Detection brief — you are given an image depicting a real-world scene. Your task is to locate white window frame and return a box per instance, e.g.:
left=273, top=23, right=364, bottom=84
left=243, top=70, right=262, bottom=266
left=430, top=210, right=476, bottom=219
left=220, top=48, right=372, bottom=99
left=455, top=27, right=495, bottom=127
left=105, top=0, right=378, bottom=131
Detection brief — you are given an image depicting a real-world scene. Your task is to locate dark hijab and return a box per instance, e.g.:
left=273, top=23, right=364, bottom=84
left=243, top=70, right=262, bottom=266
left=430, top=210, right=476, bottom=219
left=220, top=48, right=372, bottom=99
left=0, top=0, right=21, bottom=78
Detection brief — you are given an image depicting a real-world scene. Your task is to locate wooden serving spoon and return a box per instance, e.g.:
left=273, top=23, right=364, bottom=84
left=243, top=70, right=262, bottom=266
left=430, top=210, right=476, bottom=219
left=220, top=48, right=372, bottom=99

___

### [Work to be completed]
Write out the lines as a JSON list of strings, one string per line and no blank lines, starting with the line that contains "to locate dark" and going on through the last line.

### [Answer to the exercise]
[
  "Detection brief — you are given an image depicting a real-world scene. Your task is to locate dark hijab and return a box per instance, e.g.:",
  "left=273, top=23, right=364, bottom=84",
  "left=243, top=70, right=262, bottom=266",
  "left=430, top=210, right=476, bottom=219",
  "left=220, top=48, right=372, bottom=99",
  "left=0, top=0, right=21, bottom=78",
  "Detection brief — you are given an image depicting a real-world scene. Your task is to locate wooden serving spoon and return a box per instance, e.g.:",
  "left=273, top=23, right=364, bottom=84",
  "left=243, top=70, right=262, bottom=266",
  "left=430, top=210, right=476, bottom=219",
  "left=220, top=48, right=372, bottom=99"
]